Rewrite the material below as a Markdown table with two columns, "Number" and "Entry," giving each line its own numbered row. Leave out blank lines and the picture.
begin
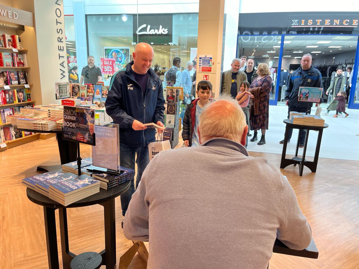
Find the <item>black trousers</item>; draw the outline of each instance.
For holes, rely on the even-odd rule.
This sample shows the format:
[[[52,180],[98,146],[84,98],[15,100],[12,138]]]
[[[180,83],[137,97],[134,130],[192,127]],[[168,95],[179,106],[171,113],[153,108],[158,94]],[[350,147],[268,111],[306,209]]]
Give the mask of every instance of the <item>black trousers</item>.
[[[309,114],[312,108],[309,108],[308,109],[308,114]],[[289,113],[291,111],[296,111],[298,112],[307,112],[307,107],[295,107],[294,105],[289,105],[288,106],[288,118],[289,118]],[[293,133],[293,128],[290,128],[289,131],[288,132],[288,140],[290,140],[292,138],[292,133]],[[300,144],[304,144],[306,141],[306,135],[307,134],[307,131],[305,130],[302,129],[299,130],[299,142]]]

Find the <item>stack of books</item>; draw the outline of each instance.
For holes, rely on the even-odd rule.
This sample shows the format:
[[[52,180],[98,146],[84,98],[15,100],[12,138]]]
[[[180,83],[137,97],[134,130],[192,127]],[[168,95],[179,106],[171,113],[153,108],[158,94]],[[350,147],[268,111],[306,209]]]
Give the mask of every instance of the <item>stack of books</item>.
end
SOLUTION BELOW:
| Number | Entry |
|---|---|
| 1 | Find the <item>black trousers</item>; draw the outline of each instance. |
| 2 | For holes, rely on the even-odd rule. |
| 3 | This sample shows the format: |
| 4 | [[[52,180],[98,146],[84,98],[15,100],[12,138]]] |
| 5 | [[[180,83],[137,97],[134,130],[192,127]],[[168,95],[179,106],[171,113],[153,108],[158,94]],[[350,147],[268,111],[306,209]]] |
| 6 | Give the mask of every instance of the <item>black trousers</item>. |
| 7 | [[[309,114],[312,108],[309,108],[308,109],[308,114]],[[289,113],[291,111],[296,111],[298,112],[307,112],[307,107],[295,107],[294,105],[289,105],[288,106],[288,118],[289,118]],[[293,133],[293,128],[290,128],[289,131],[288,132],[288,140],[290,140],[292,138],[292,133]],[[300,144],[304,144],[306,141],[306,135],[307,134],[307,131],[305,130],[302,129],[299,130],[299,142]]] |
| 8 | Find the <item>stack of books</item>; draw the outline of each instance. |
| 9 | For holes, rely on the even-odd rule. |
| 10 | This sample shows the format: |
| 11 | [[[52,180],[98,146],[84,98],[15,100],[12,138]]] |
| 12 | [[[180,83],[137,97],[134,130],[192,127]],[[168,95],[179,106],[171,113],[153,108],[158,94]],[[350,147],[268,111],[306,209]]] |
| 13 | Give the mask of every instance of the <item>stack of books</item>. |